**Requirement**
Answer these questions from the excerpt on new U.S. nuclear reactors below:
(a) How many applications to build new reactors were on file at the Nuclear Regulatory Commission in January 2009, and for how many reactors?
(b) What was the goal of the Department of Energy's "Nuclear Power 2010" program?
(c) What cost of electricity from a new reactor did the MIT report estimate?

**Source excerpt**
____
Where have all the reactors gone?
The 18 applications to build 27 new reactors that were on file at the Nuclear Regulatory Commission in January 2009 (with five more applications for seven units expected by the end of 2010) were hailed by a compliant press to constitute “a nuclear renaissance.” The original 27 have dwindled to 20 now. All of the proposals are afflicted with some combination of cost overrun and delay. Most are being pursued at extremely cautious rates of expenditure. In no case has a builder made a firm decision to go forward.
This U.S. “nuclear renaissance” took form in the early years of the Bush Administration. In 2001, the so-called “Cheney Energy Plan” recommended that “the President support the expansion of nuclear energy in the United States as a major component of our national energy policy.” Early in 2002 the Department of Energy announced a program entitled “Nuclear Power 2010,” the goal of which was to have at least two new reactors completed by the end of 2010. Building on this start, the nuclear industry trade association in 2003 announced a target of 50,000 MW from 40-50 new nuclear units by 2020.
That same year, an MIT task force produced a report entitled “The Future of Nuclear Power,” which acknowledged that new reactors were uneconomic compared to coal and natural gas. The report estimated the cost of electricity from a new reactor at 6.7 cents per kWh in 2002 dollars, compared with 4.2 cents/kWh from pulverized coal, and a range (depending on natural gas prices) between 3.8 and 5.6 cents/kWh from gas-fired plants. The report did not evaluate energy efficiency, renewable energy, or ways to reduce greenhouse gas emissions outside of the electric sector.
The report also suggested four steps that could – if all were successful – reduce the cost of new nuclear to 4.2 cents/kWh, equal to new coal. No similar savings were postulated to occur as to coal or gas plants. Possible legislation increasing the cost of greenhouse gas emissions also favored new nuclear in relation to the alternatives reviewed by MIT, though was not applied to energy efficiency or forms of renewable energy.
Other studies in the same time frame estimated the cost of new reactors to be lower than the MIT report. As Mark Cooper has shown, these 2001-03 estimates were significantly below the costs of the last reactors completed from the previous round of construction. They were also to prove to be much lower than the industry’s own estimates, once potential builders were required to testify in regulatory proceedings that would set the allowable amounts to be collected from customers.
In the years before the higher estimates came out, the low estimates became a key basis for congressional optimism in devising a package of incentives for new reactors. But while low cost and risk estimates might embolden Congress to support new nuclear, these same estimates would cause that prospective congressional support to be pegged too low to be much help. Ultimately Congress would have to double down or admit that the whole venture had been a mistake, an old dilemma that seems to have only one outcome.
____
**Data extract**

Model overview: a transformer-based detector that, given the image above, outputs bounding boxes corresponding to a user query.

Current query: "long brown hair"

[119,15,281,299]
____
**Worked answer**
(a) 18 applications, for 27 new reactors.
(b) To have at least two new reactors completed by the end of 2010.
(c) 6.7 cents per kWh in 2002 dollars.